- [What the exercise asks] Lay out the records below as a two-column CSV with the columns "request" and "response", one row per record. Put each record's request text and its answer in one quoted field each, with line breaks turned into spaces.

___ Dataset entries

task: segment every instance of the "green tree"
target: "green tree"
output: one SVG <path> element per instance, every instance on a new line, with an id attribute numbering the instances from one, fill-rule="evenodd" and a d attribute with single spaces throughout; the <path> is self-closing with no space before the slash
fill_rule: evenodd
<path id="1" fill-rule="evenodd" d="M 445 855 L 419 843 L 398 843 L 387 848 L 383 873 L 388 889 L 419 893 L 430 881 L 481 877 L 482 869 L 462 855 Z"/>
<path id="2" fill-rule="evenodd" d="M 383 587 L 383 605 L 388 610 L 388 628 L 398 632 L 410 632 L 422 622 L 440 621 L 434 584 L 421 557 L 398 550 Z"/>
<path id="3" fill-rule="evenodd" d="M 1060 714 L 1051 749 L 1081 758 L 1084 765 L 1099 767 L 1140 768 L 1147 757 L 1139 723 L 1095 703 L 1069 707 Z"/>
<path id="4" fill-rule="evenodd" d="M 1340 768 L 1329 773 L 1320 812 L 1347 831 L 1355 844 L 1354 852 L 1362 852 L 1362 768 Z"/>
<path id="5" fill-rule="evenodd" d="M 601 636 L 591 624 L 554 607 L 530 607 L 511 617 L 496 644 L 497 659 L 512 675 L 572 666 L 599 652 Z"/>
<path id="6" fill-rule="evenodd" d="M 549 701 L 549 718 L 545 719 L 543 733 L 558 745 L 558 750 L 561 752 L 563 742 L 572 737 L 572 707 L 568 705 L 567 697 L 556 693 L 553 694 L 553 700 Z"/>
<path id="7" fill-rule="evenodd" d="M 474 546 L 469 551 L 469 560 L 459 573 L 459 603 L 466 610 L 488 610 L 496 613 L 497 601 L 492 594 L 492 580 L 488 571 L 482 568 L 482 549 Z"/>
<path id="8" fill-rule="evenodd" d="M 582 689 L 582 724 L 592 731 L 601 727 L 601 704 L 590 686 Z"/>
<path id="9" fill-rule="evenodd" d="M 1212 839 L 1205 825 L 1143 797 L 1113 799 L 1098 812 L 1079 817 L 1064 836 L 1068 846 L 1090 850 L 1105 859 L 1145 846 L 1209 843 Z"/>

______

- [Solution to this exercise]
request,response
"task: segment every instance of the ""green tree"" target: ""green tree"" output: one SVG <path> element per instance, every instance on a new line, with an id attribute numbering the instances from one, fill-rule=""evenodd"" and a d attribute with single spaces throughout; the <path> is self-closing with no space before the slash fill_rule: evenodd","<path id=""1"" fill-rule=""evenodd"" d=""M 445 855 L 419 843 L 398 843 L 387 848 L 383 873 L 388 889 L 419 893 L 430 881 L 481 877 L 482 869 L 462 855 Z""/> <path id=""2"" fill-rule=""evenodd"" d=""M 383 587 L 383 605 L 388 610 L 388 628 L 398 632 L 410 632 L 422 622 L 440 621 L 434 584 L 421 557 L 398 550 Z""/> <path id=""3"" fill-rule=""evenodd"" d=""M 1060 714 L 1051 749 L 1081 758 L 1084 765 L 1099 767 L 1140 768 L 1147 757 L 1139 723 L 1095 703 L 1069 707 Z""/> <path id=""4"" fill-rule=""evenodd"" d=""M 1340 768 L 1329 773 L 1320 812 L 1347 831 L 1355 844 L 1354 852 L 1362 852 L 1362 768 Z""/> <path id=""5"" fill-rule=""evenodd"" d=""M 601 636 L 591 624 L 554 607 L 530 607 L 511 617 L 496 644 L 497 659 L 512 675 L 572 666 L 599 652 Z""/> <path id=""6"" fill-rule=""evenodd"" d=""M 549 701 L 549 718 L 545 719 L 543 733 L 558 745 L 558 750 L 561 752 L 563 742 L 572 737 L 572 707 L 568 705 L 567 697 L 556 693 L 553 694 L 553 700 Z""/> <path id=""7"" fill-rule=""evenodd"" d=""M 474 546 L 469 551 L 469 560 L 459 573 L 459 603 L 466 610 L 488 610 L 496 613 L 497 601 L 492 594 L 492 580 L 488 571 L 482 568 L 482 549 Z""/> <path id=""8"" fill-rule=""evenodd"" d=""M 582 689 L 582 724 L 592 731 L 601 727 L 601 704 L 590 686 Z""/> <path id=""9"" fill-rule=""evenodd"" d=""M 1212 839 L 1205 825 L 1143 797 L 1113 799 L 1098 812 L 1079 817 L 1064 836 L 1068 846 L 1090 850 L 1105 859 L 1145 846 L 1209 843 Z""/>"